Google's Bard AI can tap the company's apps — and your personal data — for better responses
Users can opt in to give the AI access to their own silo of Google content for more personalized results.
We’ve already seen OpenAI and Salesforce incorporate their standalone chatbots into larger, more comprehensive machine learning platforms that span the breadth and depth of their businesses. On Tuesday, Google announced that its Bard AI is receiving the same treatment and has been empowered to pull real-time data from other Google applications including Docs, Maps, Lens, Flights, Hotels and YouTube, as well as the users’ own silo of stored personal data, to provide more relevant and actionable chatbot responses.
“I've had the great fortune of being a part of the team from the inception,” Jack Krawczyk,bproduct lead for Bard, told Engadget. “This Thursday marks six months since Bard entered into the world.”
But despite of the technology’s rapid spread, Krawczyk concedes that many users remain wary of it, either because they don’t see an immediate use-case for it in their personal lives or “some others are saying, ‘I've also heard that it makes things up a lot.’” Bard’s new capabilities are meant to help assuage those concerns and build public trust with the technology through increased transparency and more fully explained reasoning by the AI.
“We started off talking about Bard as a creative collaborator because that we saw in our initial testing, that's how people use it,” he continued.”Six months into the experiment, that hypothesis is truly validating.”
The new iteration of Bard, “is the first time a language model will not only talk about how confident it is in its answer by finding content from across the web and linking to it,” Krawczyk said. “It's also the first time the language model is willing to admit that it made a mistake or got something wrong, and we think that's a critical step.” Krawczyk notes that feedback provided by the experimental tool’s users over the past half year has enabled the company to rapidly iterate increasingly robust, “more intuitive and imaginative” language models.
To that end, the chatbot can now parse and respond to more extensive and complicated prompts, such as “It’s my first semester in college and I want to get involved, but also would like to get strong grades. Help me formulate a point of view on why it’s important to balance my involvement in school clubs and extracurriculars, while also focusing on my studies.”

How to complete this task
Reproduce the part of the Bard article starting with "But despite of" and going on through "reasoning by the AI.". The entries after this are separate from the Bard article.

Localization data, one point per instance
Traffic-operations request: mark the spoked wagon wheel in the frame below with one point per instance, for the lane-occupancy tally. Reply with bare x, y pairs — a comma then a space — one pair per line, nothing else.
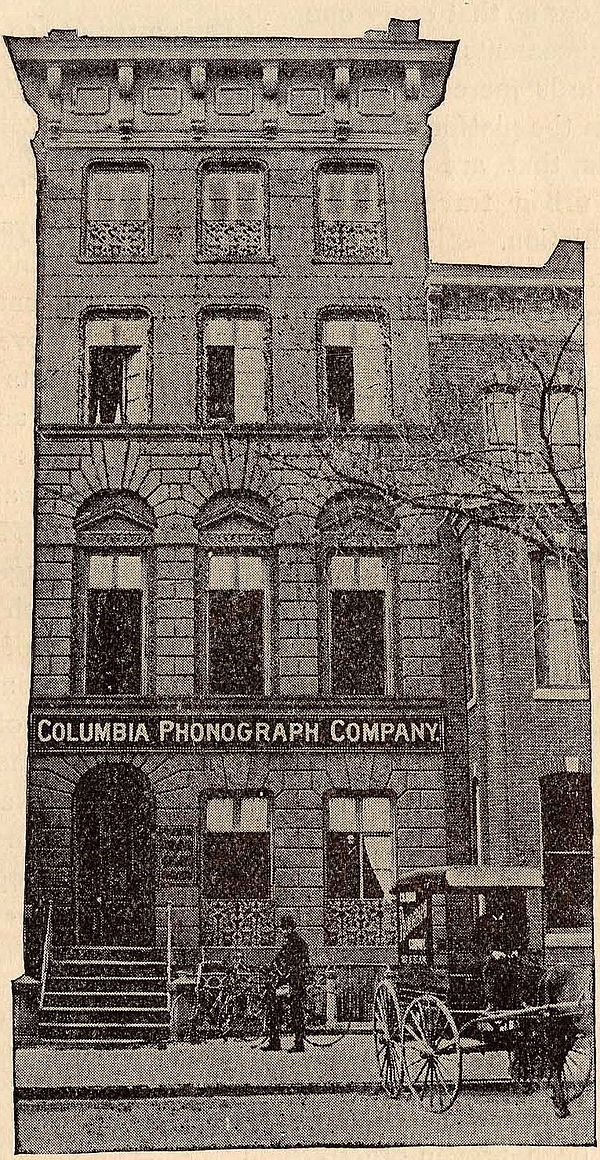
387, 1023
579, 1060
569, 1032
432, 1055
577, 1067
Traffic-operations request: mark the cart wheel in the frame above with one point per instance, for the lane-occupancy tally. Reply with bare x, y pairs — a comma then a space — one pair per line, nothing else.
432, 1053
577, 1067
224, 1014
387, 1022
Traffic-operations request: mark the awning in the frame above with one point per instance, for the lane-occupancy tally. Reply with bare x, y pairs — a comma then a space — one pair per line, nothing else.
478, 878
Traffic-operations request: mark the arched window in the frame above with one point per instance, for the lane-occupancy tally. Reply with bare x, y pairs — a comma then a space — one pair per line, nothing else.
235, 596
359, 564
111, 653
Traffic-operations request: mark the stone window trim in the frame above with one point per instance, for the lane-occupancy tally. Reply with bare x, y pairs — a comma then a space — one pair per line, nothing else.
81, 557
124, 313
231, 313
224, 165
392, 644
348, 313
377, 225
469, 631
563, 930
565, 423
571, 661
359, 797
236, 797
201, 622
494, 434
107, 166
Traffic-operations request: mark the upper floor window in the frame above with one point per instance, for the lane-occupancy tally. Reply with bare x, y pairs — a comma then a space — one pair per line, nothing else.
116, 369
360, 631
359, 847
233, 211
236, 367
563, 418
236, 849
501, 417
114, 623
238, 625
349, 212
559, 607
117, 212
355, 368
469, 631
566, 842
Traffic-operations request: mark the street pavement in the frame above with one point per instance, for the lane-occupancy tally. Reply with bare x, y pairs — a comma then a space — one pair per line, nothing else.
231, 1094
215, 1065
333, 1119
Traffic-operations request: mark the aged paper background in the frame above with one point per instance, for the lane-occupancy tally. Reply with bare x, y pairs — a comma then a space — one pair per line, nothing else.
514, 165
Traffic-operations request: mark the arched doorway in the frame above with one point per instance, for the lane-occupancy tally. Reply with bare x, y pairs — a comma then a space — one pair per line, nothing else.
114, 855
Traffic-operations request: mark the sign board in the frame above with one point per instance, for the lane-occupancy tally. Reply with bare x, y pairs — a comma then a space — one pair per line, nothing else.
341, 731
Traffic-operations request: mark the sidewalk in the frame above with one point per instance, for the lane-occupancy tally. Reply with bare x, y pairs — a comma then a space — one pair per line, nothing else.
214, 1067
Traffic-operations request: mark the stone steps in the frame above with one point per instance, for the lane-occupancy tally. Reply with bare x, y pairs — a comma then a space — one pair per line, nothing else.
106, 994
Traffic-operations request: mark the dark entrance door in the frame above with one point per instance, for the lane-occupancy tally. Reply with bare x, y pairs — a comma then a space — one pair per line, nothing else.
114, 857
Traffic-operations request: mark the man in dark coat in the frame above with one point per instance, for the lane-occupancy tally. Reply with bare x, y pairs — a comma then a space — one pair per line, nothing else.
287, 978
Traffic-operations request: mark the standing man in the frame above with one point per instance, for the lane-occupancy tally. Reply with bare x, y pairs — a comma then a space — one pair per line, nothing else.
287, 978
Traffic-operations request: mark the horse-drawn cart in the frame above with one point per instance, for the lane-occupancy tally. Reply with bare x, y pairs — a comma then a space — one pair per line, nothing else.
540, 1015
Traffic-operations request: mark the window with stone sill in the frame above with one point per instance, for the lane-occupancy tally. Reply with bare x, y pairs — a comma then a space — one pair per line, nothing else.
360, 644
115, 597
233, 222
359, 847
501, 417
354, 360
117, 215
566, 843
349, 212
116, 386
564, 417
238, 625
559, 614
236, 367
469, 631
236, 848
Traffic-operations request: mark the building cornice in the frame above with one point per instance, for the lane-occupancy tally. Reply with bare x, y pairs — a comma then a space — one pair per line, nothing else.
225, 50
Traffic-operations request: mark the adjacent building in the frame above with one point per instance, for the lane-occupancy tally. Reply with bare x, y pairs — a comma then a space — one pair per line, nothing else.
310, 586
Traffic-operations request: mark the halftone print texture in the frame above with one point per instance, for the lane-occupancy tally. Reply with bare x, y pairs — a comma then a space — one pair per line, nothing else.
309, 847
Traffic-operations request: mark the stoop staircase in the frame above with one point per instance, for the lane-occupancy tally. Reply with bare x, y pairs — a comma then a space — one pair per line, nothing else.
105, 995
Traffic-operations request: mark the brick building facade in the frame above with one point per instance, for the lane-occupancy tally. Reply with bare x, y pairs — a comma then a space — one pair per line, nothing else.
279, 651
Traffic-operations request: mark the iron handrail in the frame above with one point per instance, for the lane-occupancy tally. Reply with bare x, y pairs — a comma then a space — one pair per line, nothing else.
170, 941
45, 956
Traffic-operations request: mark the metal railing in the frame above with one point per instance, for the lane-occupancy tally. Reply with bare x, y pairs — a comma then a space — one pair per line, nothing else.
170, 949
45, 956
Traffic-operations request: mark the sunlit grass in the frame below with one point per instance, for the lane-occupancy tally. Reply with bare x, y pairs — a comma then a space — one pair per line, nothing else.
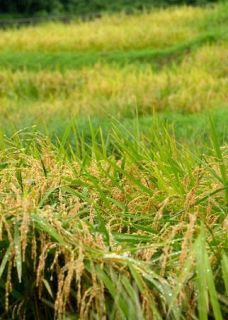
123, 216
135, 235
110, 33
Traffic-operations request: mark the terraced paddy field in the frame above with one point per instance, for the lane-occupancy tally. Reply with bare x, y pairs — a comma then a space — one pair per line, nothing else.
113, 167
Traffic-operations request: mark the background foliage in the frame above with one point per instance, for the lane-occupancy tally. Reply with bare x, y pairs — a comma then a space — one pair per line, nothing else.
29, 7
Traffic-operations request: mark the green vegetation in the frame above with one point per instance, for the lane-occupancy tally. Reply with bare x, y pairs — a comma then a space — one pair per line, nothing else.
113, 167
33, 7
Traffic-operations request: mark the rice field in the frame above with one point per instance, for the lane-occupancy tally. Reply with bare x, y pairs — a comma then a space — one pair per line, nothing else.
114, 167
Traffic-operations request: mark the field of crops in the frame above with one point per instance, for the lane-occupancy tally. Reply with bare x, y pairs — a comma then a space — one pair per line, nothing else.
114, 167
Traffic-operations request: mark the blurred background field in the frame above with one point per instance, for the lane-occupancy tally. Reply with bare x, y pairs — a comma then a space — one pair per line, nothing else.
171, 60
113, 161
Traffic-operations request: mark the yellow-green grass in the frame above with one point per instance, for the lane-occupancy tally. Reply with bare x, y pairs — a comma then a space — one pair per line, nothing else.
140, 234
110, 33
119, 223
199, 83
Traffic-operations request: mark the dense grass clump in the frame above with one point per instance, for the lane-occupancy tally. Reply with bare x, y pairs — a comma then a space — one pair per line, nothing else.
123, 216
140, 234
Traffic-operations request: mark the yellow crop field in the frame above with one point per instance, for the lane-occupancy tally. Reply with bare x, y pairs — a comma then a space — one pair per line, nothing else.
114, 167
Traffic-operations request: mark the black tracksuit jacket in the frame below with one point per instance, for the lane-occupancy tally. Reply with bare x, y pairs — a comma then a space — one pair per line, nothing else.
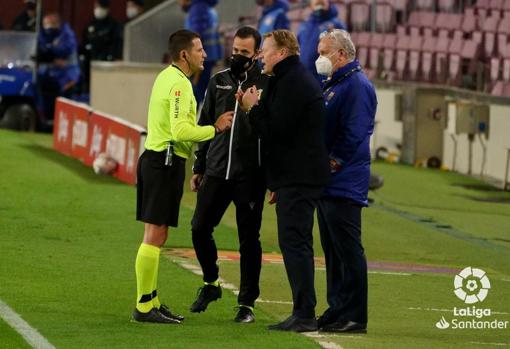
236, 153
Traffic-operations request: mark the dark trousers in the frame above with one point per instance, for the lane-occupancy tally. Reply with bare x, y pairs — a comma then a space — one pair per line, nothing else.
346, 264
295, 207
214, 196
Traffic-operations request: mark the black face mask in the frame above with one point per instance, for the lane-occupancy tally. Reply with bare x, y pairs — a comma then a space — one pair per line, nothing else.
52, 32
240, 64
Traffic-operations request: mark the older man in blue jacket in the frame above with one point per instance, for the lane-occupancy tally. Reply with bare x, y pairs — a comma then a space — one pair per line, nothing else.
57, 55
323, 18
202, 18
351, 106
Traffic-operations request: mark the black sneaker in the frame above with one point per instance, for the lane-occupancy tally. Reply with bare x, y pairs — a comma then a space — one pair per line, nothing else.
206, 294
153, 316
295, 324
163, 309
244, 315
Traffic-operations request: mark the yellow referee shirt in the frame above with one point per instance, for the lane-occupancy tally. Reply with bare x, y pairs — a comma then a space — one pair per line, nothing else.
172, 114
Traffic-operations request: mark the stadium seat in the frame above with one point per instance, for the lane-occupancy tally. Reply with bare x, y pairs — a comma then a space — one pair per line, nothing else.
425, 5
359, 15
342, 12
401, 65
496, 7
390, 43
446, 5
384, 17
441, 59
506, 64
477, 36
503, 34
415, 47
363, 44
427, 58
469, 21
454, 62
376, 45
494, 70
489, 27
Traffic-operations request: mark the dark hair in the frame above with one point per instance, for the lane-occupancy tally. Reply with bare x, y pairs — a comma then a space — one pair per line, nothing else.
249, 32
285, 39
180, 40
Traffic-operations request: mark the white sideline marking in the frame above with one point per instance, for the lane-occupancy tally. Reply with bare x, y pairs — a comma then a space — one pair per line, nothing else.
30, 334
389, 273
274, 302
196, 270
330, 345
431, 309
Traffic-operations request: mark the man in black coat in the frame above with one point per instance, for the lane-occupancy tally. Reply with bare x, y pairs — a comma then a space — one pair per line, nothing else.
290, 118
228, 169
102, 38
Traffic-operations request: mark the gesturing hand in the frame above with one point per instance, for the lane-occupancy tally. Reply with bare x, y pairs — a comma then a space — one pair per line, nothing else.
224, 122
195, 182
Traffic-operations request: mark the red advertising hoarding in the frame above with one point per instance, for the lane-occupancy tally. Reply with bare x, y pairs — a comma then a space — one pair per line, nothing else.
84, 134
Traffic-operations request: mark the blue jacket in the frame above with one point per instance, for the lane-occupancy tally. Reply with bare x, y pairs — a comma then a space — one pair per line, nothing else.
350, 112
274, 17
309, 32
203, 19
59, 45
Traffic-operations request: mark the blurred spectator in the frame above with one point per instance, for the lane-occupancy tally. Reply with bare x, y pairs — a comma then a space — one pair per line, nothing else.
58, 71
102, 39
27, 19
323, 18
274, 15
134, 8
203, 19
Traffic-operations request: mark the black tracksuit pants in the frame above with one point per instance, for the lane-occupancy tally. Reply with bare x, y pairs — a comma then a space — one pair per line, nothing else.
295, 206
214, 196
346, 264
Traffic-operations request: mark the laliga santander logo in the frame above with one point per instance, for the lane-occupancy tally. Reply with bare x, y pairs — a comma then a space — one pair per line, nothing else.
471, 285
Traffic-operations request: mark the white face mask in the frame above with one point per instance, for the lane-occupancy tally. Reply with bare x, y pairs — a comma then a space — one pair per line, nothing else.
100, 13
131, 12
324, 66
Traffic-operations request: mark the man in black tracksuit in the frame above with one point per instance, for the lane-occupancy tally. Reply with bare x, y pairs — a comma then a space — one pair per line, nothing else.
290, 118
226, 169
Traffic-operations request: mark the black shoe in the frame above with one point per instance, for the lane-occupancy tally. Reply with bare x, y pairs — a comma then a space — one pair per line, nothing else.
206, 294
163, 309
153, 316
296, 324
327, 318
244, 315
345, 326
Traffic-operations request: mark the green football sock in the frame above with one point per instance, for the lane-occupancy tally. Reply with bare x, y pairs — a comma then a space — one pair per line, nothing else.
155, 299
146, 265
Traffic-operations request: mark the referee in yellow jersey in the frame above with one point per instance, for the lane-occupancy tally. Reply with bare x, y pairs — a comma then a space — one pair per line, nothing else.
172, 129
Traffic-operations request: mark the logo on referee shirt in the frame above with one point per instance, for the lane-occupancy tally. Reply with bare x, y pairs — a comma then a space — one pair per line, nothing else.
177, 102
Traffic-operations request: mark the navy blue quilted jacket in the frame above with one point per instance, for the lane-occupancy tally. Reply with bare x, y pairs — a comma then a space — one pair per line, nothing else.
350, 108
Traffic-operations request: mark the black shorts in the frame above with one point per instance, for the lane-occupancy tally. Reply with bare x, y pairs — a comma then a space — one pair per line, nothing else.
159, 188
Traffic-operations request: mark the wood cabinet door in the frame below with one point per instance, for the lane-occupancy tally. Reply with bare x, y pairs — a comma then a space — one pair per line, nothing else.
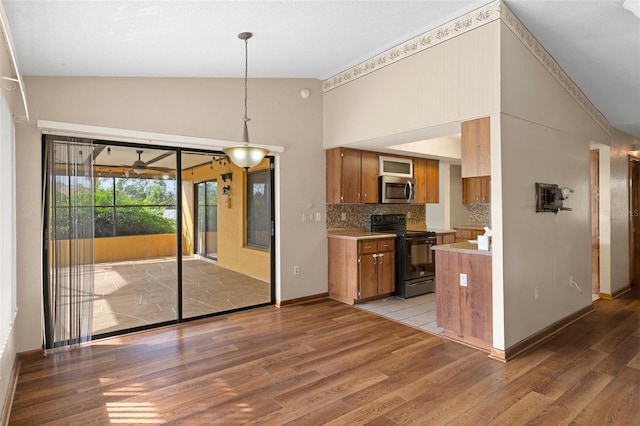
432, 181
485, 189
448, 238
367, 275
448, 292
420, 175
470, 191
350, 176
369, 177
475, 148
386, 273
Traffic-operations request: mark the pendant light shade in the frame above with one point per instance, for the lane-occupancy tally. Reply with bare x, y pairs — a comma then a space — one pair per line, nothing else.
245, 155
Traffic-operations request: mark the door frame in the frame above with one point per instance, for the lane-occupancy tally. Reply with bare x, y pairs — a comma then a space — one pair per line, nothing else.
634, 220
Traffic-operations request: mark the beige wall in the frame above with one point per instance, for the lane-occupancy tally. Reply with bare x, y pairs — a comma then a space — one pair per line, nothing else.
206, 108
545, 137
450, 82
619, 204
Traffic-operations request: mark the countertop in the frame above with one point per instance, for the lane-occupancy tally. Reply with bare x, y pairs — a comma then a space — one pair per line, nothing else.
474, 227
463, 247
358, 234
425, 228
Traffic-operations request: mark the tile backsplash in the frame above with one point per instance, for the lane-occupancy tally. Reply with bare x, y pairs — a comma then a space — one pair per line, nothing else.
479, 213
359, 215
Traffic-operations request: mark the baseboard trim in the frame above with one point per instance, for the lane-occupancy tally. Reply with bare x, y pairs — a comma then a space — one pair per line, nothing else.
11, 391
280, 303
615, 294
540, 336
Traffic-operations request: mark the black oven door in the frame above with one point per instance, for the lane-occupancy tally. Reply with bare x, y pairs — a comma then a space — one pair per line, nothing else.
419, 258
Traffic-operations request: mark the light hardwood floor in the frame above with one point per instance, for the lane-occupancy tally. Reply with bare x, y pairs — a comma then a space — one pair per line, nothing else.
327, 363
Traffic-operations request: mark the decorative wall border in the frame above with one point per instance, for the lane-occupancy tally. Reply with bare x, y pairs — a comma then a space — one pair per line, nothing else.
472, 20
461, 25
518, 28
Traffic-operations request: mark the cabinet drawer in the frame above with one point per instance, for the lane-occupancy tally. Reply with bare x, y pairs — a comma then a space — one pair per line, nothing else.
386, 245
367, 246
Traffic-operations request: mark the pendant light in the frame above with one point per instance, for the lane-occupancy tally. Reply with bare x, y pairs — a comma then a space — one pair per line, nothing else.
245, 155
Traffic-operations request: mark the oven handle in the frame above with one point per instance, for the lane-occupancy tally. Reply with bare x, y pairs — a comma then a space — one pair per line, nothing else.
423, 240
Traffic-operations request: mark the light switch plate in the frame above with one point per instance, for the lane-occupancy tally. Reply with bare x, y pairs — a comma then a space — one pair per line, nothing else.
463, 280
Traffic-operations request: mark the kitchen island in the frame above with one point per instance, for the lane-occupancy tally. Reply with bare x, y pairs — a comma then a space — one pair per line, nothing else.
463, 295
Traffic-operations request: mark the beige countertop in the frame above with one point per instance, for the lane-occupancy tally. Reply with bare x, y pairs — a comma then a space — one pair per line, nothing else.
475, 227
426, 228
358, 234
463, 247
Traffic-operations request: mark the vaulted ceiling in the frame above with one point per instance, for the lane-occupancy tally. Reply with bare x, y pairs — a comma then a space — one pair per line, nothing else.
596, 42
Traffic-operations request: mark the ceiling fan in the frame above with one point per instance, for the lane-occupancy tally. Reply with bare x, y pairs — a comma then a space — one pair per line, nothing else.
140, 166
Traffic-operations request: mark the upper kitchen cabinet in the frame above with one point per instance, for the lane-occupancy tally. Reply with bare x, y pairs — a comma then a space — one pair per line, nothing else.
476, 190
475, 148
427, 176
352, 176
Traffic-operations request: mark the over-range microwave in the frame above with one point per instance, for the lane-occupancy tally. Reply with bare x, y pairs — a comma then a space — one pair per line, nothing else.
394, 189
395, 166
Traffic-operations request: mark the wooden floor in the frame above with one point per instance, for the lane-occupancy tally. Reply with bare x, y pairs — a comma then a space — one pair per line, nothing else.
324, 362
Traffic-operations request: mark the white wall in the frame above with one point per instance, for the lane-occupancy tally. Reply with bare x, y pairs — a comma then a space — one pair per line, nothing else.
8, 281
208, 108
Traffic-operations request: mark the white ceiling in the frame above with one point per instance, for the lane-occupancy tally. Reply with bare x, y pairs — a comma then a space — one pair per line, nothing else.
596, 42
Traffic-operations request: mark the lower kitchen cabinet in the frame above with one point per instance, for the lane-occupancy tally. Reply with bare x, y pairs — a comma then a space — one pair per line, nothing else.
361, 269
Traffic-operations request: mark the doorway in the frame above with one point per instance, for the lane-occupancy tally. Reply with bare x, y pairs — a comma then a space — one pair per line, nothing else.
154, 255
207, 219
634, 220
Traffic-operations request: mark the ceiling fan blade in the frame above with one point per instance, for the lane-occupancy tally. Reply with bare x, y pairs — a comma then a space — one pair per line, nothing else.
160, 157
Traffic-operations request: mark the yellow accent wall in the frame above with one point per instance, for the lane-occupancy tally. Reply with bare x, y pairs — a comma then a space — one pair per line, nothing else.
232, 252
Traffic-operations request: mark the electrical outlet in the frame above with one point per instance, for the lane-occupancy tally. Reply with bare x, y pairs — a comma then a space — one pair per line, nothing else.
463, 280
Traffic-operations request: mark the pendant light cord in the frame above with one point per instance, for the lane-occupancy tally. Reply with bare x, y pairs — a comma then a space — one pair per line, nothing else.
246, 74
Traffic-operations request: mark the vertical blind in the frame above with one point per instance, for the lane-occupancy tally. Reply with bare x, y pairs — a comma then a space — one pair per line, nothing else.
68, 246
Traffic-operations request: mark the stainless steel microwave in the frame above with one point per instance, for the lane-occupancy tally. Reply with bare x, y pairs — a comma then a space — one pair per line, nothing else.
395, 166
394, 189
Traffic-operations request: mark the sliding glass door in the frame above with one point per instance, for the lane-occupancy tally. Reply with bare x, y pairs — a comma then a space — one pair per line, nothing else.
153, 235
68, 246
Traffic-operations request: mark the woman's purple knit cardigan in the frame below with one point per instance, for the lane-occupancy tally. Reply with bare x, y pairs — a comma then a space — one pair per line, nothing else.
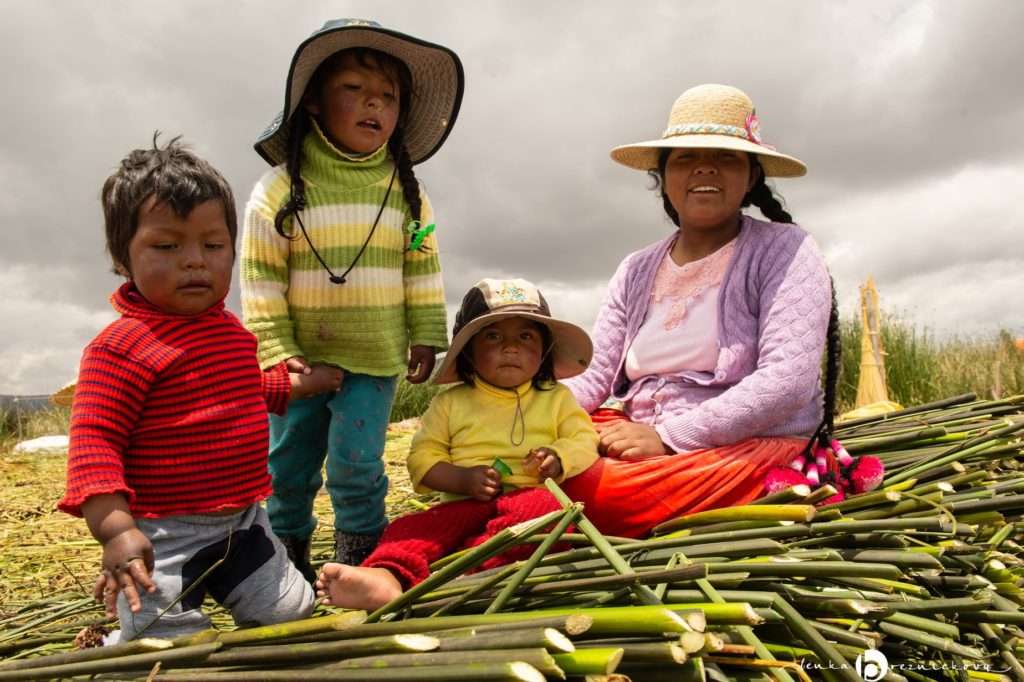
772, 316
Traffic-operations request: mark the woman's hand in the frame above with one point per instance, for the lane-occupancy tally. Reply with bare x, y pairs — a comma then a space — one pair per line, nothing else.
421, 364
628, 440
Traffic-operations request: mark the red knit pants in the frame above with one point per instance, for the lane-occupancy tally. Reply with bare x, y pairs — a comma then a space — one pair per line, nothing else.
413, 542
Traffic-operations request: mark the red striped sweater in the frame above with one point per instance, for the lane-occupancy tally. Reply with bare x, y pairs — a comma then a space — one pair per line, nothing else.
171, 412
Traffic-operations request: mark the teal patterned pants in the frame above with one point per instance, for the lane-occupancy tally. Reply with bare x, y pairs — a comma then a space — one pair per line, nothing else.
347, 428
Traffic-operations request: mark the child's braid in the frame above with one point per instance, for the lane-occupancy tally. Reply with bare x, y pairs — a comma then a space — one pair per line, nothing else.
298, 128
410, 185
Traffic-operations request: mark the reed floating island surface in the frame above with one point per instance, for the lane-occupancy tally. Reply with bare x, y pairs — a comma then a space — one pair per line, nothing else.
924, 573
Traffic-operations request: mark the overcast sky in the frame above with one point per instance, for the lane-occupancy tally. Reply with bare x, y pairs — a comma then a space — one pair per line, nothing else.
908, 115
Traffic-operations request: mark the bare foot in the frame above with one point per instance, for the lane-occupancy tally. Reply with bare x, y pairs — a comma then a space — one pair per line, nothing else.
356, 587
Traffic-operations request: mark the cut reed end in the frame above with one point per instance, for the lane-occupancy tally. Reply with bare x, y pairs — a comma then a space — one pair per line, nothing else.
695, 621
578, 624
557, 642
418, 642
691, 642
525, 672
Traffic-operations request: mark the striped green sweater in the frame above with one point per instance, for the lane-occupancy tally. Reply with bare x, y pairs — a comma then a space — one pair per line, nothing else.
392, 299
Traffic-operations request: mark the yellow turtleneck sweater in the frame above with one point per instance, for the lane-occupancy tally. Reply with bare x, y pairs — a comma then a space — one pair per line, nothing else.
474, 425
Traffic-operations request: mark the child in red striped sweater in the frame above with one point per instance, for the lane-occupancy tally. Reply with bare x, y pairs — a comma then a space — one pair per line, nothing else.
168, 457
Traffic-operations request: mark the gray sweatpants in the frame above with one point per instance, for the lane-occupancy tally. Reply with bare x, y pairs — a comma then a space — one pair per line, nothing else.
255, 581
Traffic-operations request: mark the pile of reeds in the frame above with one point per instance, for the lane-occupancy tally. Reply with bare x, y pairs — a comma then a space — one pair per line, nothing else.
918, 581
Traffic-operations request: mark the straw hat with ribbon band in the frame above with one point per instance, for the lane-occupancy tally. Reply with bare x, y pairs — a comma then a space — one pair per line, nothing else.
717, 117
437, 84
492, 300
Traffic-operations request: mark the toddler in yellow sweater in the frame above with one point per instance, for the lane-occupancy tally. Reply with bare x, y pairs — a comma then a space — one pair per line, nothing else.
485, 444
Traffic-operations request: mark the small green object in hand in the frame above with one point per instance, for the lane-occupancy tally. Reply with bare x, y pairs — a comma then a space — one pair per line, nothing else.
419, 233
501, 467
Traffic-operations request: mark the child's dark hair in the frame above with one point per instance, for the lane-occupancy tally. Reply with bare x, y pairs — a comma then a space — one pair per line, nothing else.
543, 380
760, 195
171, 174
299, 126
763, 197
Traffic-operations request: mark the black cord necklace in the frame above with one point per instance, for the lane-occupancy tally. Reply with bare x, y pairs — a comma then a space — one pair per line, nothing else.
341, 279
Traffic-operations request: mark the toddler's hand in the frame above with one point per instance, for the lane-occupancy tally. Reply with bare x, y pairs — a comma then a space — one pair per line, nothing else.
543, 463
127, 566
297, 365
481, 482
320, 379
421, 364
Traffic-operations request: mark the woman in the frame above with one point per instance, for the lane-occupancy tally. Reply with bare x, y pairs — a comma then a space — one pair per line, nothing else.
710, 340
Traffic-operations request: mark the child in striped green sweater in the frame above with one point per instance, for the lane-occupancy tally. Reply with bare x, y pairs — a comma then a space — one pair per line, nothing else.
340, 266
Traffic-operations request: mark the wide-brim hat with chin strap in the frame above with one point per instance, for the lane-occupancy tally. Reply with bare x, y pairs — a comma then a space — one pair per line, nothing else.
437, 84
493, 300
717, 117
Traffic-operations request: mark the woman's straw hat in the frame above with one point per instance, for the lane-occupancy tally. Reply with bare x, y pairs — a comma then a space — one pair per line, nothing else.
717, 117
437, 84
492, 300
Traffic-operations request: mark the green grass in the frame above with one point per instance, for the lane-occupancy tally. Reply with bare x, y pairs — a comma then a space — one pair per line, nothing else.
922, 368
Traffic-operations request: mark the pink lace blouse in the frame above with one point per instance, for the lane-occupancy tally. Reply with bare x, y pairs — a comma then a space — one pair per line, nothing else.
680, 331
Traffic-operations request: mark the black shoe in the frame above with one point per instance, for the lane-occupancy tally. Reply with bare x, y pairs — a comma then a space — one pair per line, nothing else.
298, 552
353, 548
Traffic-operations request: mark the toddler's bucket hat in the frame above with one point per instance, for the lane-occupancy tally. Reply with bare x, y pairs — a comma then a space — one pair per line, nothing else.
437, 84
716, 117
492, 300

Response below
But despite of the technology’s rapid spread, Krawczyk concedes that many users remain wary of it, either because they don’t see an immediate use-case for it in their personal lives or “some others are saying, ‘I've also heard that it makes things up a lot.’” Bard’s new capabilities are meant to help assuage those concerns and build public trust with the technology through increased transparency and more fully explained reasoning by the AI.